• [Problem description]:
Your copy of the lines below must match them exactly and contain no images.
_ _ _ _
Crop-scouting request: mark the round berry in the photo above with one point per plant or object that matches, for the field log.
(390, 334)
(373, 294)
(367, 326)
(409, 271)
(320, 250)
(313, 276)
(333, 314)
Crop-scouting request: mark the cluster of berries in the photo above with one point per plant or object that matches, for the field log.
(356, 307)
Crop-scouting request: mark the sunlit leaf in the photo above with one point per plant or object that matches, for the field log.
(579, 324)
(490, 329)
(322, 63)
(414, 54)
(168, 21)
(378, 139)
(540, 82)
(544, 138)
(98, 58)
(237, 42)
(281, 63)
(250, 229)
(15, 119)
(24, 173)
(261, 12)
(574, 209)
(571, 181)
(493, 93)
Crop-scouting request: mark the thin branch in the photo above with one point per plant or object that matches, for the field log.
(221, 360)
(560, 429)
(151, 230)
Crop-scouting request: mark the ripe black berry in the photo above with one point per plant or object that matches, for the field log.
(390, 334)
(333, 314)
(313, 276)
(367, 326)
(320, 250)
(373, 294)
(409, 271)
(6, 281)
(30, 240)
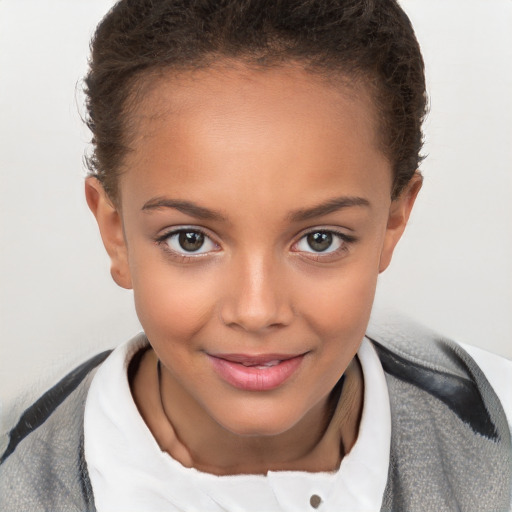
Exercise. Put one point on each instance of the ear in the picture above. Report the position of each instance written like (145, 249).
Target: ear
(110, 224)
(399, 212)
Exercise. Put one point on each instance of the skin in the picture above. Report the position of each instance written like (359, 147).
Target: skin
(257, 151)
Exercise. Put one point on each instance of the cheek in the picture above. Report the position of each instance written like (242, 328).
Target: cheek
(172, 303)
(342, 304)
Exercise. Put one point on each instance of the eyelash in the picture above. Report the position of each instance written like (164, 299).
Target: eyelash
(163, 239)
(345, 240)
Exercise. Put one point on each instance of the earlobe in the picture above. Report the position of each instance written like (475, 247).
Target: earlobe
(110, 225)
(399, 213)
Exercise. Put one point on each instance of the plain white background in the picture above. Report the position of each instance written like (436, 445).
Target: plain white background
(58, 304)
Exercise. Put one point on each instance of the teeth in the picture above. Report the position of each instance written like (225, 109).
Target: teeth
(264, 365)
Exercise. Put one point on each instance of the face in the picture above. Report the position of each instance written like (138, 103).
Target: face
(254, 219)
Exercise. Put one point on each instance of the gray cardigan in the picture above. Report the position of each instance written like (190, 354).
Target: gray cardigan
(450, 441)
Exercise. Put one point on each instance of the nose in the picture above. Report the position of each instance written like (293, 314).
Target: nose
(256, 297)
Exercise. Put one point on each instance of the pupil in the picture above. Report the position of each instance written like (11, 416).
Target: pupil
(191, 240)
(320, 241)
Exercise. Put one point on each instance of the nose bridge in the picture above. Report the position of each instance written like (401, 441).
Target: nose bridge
(256, 296)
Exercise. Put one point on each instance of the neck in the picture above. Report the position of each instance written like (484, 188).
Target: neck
(316, 443)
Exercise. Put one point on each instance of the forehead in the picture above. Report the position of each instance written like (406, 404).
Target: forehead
(263, 130)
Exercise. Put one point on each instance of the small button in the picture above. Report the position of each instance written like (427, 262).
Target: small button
(315, 501)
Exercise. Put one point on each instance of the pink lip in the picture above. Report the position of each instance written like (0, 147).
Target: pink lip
(256, 373)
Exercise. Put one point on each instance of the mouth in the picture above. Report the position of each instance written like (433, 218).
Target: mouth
(256, 373)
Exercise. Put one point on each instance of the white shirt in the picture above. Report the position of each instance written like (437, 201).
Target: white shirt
(129, 471)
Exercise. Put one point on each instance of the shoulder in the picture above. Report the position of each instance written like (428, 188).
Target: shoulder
(42, 467)
(447, 420)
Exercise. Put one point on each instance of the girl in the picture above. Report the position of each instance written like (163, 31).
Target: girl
(255, 164)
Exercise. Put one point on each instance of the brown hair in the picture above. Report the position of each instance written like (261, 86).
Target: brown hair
(371, 40)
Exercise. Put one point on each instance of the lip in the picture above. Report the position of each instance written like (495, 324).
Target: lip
(256, 373)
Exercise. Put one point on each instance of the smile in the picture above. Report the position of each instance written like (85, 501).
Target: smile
(256, 373)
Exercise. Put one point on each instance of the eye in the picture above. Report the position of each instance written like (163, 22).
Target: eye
(322, 242)
(189, 242)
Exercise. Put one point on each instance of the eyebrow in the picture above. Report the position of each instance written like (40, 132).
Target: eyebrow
(330, 206)
(186, 207)
(200, 212)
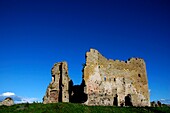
_ _ _ _
• [Expected answer]:
Crop-scouting request: mark the round berry in the photo above with one point per plant or object that matches, for the field log.
(390, 334)
(373, 294)
(367, 326)
(409, 271)
(320, 250)
(313, 276)
(333, 314)
Crop-scouting request: mark the cluster of berries in the photo above with one point per plant or object that matches, for the field log.
(356, 307)
Crop-scouting request: mark the sunlit leaf in the photo above with one point per plant or object that matches, for the field log.
(579, 324)
(490, 329)
(322, 63)
(414, 54)
(168, 21)
(378, 139)
(540, 82)
(544, 138)
(98, 58)
(237, 42)
(281, 63)
(250, 229)
(15, 119)
(24, 173)
(261, 12)
(574, 209)
(571, 181)
(493, 93)
Crop-scouting request: mark the thin branch in the photo above with one point per plant or object that matches, for the field log.
(221, 360)
(560, 429)
(151, 230)
Crop-scouting request: mark the ripe black berry in the photo above with one point per plant or object that matches, for the field log.
(390, 334)
(333, 314)
(313, 276)
(367, 326)
(320, 250)
(373, 294)
(409, 271)
(6, 281)
(30, 240)
Exercise. Put one point on each instance of the ear in the picture above. Report the position of each instance written like (145, 249).
Target: ear
(110, 224)
(399, 212)
Exercise. Put one point on each instance of the skin in the picture above. Report the position of each instance written like (359, 147).
Target: skin
(257, 151)
Exercise. Put one point on each instance of the cheek in the picture above. Report the position of each instance written like (242, 328).
Target: cheek
(172, 303)
(342, 304)
Exercise. Put one point on each instance of the eyelash in the picture above. Report the position of each instance written like (164, 299).
Target: eyelash
(163, 239)
(345, 240)
Exercise. Put one point on each instance of the earlobe in the picture above. Report the position of each instance written like (475, 247).
Target: earlobe
(110, 225)
(399, 213)
Exercise. Put one point on each instance of the plain white background in the picture above. Report the position of each instance written like (436, 445).
Target: plain white background
(58, 304)
Exercise. Put one point on each instance of the teeth in the picture above. Report the position of each instance written like (225, 109).
Target: teeth
(264, 365)
Exercise. Put one point on each instance of the face in the picture above. Report the position of each instance written like (138, 103).
Target: face
(254, 219)
Exercise. Put one point on each instance of the gray cardigan in the picture above. Report the position of each instance written like (190, 354).
Target: gray cardigan
(450, 441)
Exercise. Put one point on each instance of the nose in the picture above. Report the position of each instance written like (293, 314).
Target: nose
(256, 297)
Exercise. Put one point on each instance of the pupil in the picture above. Report the position of each instance written like (11, 416).
Target: pupil
(191, 240)
(320, 241)
Exercise. Put one point on each instance of the nose bridge in the picture above. Report the position of each instance written like (401, 441).
Target: nose bridge
(256, 296)
Exercise. Put one point on each instance of the neck in the picture above. Report the position of each instance written like (484, 188).
Target: neck
(316, 443)
Exercise. Put one point on each instance of the forehead in the picture above. Report the position of each instance written like (406, 404).
Target: forehead
(263, 130)
Exercise. Put one point on each instance of the small button in the picture above. Report the position of each instance written like (427, 262).
Target: small button
(315, 501)
Exercise. Put one point on each instance of the pink lip in the picture above. Report the position of each instance written like (0, 147).
Target: pink lip
(256, 373)
Exercise. Put one point on each instance of the mouth in the picture above. Report the position of each instance written like (433, 218).
Target: mouth
(256, 373)
Exercise. Put one point on each instance of the white shirt in the picture above. Report the position of each instance written like (437, 201).
Target: white shirt
(129, 471)
Exercise. Put one point on each instance of the shoulder in the picture above. Report the position of each instance written like (428, 188).
Target: shoulder
(42, 467)
(447, 420)
Exercise. Put one point on each instance of the girl in the picture above. Report the position of each instance written like (163, 31).
Target: girl
(255, 164)
Exercise. Put one point on each instance of the brown hair in the picture above. Report the position of each instance written like (261, 86).
Target: brown hair
(371, 40)
Exercise. Put one point on each instance of the lip in the picture above. Report the position of each instance written like (495, 324).
Target: lip
(256, 373)
Exercise. Put one point on each instance of the smile in the picture above. Report the position of each instance written like (85, 501).
Target: smile
(256, 373)
Exercise. Put one point on each instance of the eye in the picture above. Report the position of each instance written like (163, 22).
Target: eye
(322, 242)
(189, 242)
Exercise. Put one point on each instance of the eyebrow in the picture above. Report the position of each instance written like (40, 132).
Target: eyebrow
(330, 206)
(186, 207)
(200, 212)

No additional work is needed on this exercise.